*BRIEF*
Rewrite the rows from the line containing "Give the outline of every instance of the forest" through the end of the rows, changing "forest" to "woodland" and leaving everything else unchanged.

*TASK INPUTS*

________________________

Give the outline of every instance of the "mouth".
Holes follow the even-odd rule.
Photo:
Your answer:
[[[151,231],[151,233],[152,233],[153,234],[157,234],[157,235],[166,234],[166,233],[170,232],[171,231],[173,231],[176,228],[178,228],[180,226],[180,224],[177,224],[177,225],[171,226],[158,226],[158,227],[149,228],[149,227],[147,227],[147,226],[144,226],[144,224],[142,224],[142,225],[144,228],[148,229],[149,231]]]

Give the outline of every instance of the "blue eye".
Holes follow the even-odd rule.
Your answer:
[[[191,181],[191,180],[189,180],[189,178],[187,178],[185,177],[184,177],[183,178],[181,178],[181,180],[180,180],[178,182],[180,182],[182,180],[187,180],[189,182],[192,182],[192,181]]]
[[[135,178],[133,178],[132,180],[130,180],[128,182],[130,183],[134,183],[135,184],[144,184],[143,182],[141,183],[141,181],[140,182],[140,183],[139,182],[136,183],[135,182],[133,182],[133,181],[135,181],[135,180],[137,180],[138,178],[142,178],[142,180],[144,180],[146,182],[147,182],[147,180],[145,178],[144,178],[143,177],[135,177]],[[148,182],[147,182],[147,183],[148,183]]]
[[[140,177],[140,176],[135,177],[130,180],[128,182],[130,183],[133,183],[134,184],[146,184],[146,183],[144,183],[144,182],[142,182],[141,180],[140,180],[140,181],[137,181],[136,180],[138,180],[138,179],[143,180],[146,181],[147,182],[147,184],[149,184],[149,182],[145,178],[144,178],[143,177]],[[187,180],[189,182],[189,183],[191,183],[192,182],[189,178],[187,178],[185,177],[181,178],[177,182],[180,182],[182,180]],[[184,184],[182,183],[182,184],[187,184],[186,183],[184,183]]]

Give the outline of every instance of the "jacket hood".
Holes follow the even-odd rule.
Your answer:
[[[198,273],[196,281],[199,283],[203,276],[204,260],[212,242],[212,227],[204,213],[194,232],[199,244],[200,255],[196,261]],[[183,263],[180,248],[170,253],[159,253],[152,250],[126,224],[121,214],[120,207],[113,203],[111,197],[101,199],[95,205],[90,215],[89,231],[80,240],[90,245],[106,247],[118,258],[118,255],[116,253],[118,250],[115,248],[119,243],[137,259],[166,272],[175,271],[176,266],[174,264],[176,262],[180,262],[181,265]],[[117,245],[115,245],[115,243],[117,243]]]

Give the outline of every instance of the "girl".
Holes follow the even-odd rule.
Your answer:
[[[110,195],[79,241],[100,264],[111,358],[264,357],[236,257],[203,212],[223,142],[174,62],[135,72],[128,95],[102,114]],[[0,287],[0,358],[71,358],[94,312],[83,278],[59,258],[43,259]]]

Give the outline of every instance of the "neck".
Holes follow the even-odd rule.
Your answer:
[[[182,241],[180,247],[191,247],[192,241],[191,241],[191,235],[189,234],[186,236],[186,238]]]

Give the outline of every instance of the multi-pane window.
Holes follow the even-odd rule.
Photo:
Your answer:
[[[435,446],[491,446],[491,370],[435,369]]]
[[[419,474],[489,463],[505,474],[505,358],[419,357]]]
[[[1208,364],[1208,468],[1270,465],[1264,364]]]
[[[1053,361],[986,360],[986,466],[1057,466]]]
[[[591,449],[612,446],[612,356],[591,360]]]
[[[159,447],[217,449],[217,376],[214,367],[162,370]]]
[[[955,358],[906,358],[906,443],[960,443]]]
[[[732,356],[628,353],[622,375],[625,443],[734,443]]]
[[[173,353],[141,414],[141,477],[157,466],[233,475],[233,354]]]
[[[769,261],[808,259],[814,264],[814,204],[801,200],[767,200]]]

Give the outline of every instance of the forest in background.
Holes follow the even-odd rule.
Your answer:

________________________

*OUTPUT*
Give the outline of every instance of the woodland in background.
Holes follow the even-odd rule.
Your answer:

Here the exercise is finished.